→ **GIVEN INSTRUCTION**
Recast every item below as a two-column CSV with the headers item_text and answer, giving one row per item. Put each item's text and its answer in a single quoted field apiece, and replace any line breaks with spaces.

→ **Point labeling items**
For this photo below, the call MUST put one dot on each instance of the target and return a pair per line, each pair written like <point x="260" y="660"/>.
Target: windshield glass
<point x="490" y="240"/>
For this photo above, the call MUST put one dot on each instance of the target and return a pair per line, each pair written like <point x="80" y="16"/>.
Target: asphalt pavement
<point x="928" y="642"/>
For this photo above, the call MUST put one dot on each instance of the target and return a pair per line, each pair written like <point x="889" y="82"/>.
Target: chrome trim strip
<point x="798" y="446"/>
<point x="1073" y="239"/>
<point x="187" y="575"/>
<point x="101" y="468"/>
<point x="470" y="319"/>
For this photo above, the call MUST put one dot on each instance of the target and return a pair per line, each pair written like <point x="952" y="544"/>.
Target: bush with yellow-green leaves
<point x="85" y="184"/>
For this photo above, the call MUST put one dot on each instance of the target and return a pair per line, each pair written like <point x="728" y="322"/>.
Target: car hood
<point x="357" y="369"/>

→ **RESPONSE TO THIS TASK**
item_text,answer
"For this photo below, the call MUST put one dot on each instance of the target and return a pair per line, each pair written like <point x=""260"" y=""660""/>. Target: windshield glass","<point x=""490"" y=""240""/>"
"For this photo above, the call MUST put one dot on each instance of the target and return a pair per line, each pair written like <point x=""80"" y=""16""/>. Target: asphalt pavement","<point x=""928"" y=""642""/>"
"For this photo above, the call MUST put one dot on each instance of the target and return a pair per line, each pair written like <point x=""889"" y=""82""/>. Target: chrome trim strip","<point x=""798"" y=""446""/> <point x=""1073"" y=""239""/> <point x=""187"" y=""575""/> <point x=""101"" y=""468""/> <point x=""470"" y=""319""/>"
"For this photo above, the call MUST put one dot on each instance of the target and return a pair per line, each pair written like <point x=""952"" y=""544""/>. Target: bush with yellow-green leaves","<point x=""85"" y=""184""/>"
"For this photo above, the call MUST put one dot on each instance of the target and return a pair per line, each pair written like <point x=""728"" y=""322""/>. Target: car hood","<point x=""357"" y=""369""/>"